DATA EXTRACTS section start

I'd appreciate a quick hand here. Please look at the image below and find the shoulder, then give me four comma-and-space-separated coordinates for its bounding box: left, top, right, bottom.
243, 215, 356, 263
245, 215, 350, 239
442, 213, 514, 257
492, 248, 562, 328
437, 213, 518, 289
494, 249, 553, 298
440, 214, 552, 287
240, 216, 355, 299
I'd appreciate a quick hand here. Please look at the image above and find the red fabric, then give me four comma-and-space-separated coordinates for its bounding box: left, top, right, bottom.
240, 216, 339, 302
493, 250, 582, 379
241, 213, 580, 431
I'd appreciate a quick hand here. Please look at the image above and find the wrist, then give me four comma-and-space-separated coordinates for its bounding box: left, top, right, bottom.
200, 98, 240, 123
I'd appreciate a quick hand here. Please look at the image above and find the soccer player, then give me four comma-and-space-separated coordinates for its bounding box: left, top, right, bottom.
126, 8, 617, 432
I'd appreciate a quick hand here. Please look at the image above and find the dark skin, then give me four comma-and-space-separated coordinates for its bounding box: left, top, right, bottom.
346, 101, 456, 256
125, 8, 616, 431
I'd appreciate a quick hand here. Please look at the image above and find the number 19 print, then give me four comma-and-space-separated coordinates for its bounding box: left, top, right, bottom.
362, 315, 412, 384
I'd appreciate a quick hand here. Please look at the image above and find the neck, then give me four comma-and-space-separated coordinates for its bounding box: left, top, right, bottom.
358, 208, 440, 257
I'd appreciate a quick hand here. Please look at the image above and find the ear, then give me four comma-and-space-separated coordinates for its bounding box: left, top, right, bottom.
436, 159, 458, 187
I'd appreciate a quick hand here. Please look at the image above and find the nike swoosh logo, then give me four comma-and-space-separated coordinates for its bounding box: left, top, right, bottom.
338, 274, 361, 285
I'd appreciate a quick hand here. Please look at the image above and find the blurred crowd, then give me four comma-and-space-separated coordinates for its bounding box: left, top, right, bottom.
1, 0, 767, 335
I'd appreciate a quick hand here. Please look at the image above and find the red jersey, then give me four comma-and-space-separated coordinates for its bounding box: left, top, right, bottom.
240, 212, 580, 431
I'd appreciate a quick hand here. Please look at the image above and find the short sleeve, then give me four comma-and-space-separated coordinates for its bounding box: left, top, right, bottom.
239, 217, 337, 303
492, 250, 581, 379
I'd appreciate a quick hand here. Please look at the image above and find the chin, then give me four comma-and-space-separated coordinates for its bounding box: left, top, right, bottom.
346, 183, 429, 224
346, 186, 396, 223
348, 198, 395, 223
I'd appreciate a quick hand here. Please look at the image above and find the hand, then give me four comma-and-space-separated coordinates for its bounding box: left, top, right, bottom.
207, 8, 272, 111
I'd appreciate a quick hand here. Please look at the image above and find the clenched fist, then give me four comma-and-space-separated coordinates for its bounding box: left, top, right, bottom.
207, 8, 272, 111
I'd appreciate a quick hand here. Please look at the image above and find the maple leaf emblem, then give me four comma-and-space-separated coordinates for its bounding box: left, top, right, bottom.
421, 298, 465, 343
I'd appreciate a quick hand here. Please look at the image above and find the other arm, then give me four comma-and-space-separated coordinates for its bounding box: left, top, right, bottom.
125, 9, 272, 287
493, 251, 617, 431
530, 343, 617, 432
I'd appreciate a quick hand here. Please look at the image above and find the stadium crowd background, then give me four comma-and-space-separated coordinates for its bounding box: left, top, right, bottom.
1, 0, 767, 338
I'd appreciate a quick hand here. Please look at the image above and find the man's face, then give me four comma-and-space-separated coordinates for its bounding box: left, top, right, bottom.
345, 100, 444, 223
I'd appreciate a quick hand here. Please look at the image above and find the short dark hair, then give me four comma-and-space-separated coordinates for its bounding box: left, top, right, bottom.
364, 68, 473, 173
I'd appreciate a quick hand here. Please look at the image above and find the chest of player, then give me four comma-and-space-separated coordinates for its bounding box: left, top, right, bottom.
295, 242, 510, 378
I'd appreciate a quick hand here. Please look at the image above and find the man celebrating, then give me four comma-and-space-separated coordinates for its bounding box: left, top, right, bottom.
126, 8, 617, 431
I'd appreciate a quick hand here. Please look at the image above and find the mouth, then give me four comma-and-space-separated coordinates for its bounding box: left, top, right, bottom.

DATA EXTRACTS section end

* YOUR ASSIGNMENT *
From the first line to the last, output the records word for word.

* RESULT OF THE TASK *
I'd appreciate a quick hand here. Please look at the image below and find the shoulder, then give me four comma-and-space-separated coordinates for its bounding box: left, top, right, bottom.
243, 215, 356, 263
245, 215, 350, 239
442, 213, 514, 257
492, 248, 562, 328
437, 213, 518, 289
494, 249, 553, 298
440, 214, 552, 287
240, 216, 355, 299
I'd appreciate a quick hand here. Please look at the image above and find the red fabric, then give me four comma-and-space-separated coordinates for its bounding box: left, top, right, bottom.
240, 216, 339, 302
493, 250, 582, 379
241, 213, 580, 431
I'd appreciate a quick hand here. Please look at the image above and find the wrist, then give me four comma-and-space-separated coordinates for its bounding box: left, top, right, bottom.
200, 98, 240, 123
I'd appreciate a quick hand here. Please look at the image above and find the soccer player, then give me four comma-and-space-separated coordinates for its bounding box: left, top, right, bottom.
126, 8, 617, 432
I'd appreciate a quick hand here. Please look at the image above and find the dark skin, then give me four comma-and-space-separated coordinates for its bounding box: left, top, right, bottom.
346, 101, 456, 256
125, 8, 616, 431
I'd appreciate a quick hand here. Please look at the image above and find the number 19 print, then give me four comma-and-space-separated coordinates for its bounding box: left, top, right, bottom.
362, 315, 412, 384
I'd appreciate a quick hand here. Please look at the image above and find the neck, then give me four comma-and-space-separated coordinates for its bounding box: left, top, right, bottom.
358, 208, 440, 257
I'd appreciate a quick hand here. Please look at the image above and find the ear, then give me four comma-and-space-separated coordinates for its bounding box: left, top, right, bottom.
436, 159, 458, 187
I'd appreciate a quick hand here. Please look at the image above and find the nike swoosh logo, then give me four comma-and-space-separated coordinates for its bounding box: left, top, right, bottom.
338, 274, 361, 285
I'd appreciate a quick hand here. Please look at the image above and find the blurred crowd, then give me four comma-and-space-separated coordinates for its bounding box: left, top, right, bottom.
1, 0, 767, 335
I'd appreciate a quick hand here. Please look at the image above and find the red jersey, then give me four comma-and-space-separated coordinates for its bounding box: left, top, right, bottom.
240, 212, 580, 431
I'd appreciate a quick hand here. Please look at the image above and find the short sleeve, then give me four comma-and-space-separated coordinates for its bounding box: left, top, right, bottom.
239, 217, 337, 303
492, 250, 581, 379
I'd appreciate a quick hand here. Please look at the image above and find the chin, then give me four comma-and-space-separated coordinates for its bounding box: left, top, right, bottom.
346, 183, 429, 224
346, 186, 396, 223
348, 198, 395, 223
I'd appreciate a quick hand here. Please look at the image above and find the hand, then give me four comma-and-space-separated coordinates for its bounding box: left, top, right, bottom.
207, 8, 272, 111
I'd appreciate a quick hand here. Please look at the image above and find the clenched fist, then give me four comma-and-space-separated coordinates for its bounding box: left, top, right, bottom.
207, 8, 272, 111
I'd appreciate a quick hand here. Please look at the image above and find the maple leaf emblem, then give me four comma-and-space-separated coordinates for its bounding box: left, top, right, bottom.
421, 298, 465, 343
I'd appreciate a quick hand here. Please look at the image above and find the other arm, then give me four comma-and-space-separated coordinates for its bounding box: left, top, right, bottom.
125, 9, 272, 287
493, 251, 617, 431
530, 343, 617, 432
I'd appreciate a quick hand here. Please look at the image above and find the stadium crowd background, then give me four comma-and-space-separated coordinates for its bounding box: left, top, right, bottom.
1, 0, 767, 338
I'd appreciate a quick hand here. Please look at the image above and find the man's face, then give me four comma-and-space-separated coordinates for its bounding box: left, top, right, bottom.
345, 100, 444, 223
I'd appreciate a quick hand here. Please look at the image above and find the short dark hair, then give me four comma-and-space-separated coordinates for its bounding box: left, top, right, bottom.
364, 68, 473, 173
I'd appreciate a quick hand here. Please look at the image above and find the chest of player, then give me four comma-and-space-separated coordinates for its bounding box: left, top, right, bottom.
295, 242, 510, 378
I'd appreciate a quick hand here. Please look at the image above and find the man celebrating, then give me four comma-and-space-separated coordinates for its bounding box: left, top, right, bottom.
126, 8, 617, 431
I'd appreciate a quick hand here. Please look at the image above and find the mouth, then give me four comma-and-space-separated coordinates for its bounding box: left, top, right, bottom.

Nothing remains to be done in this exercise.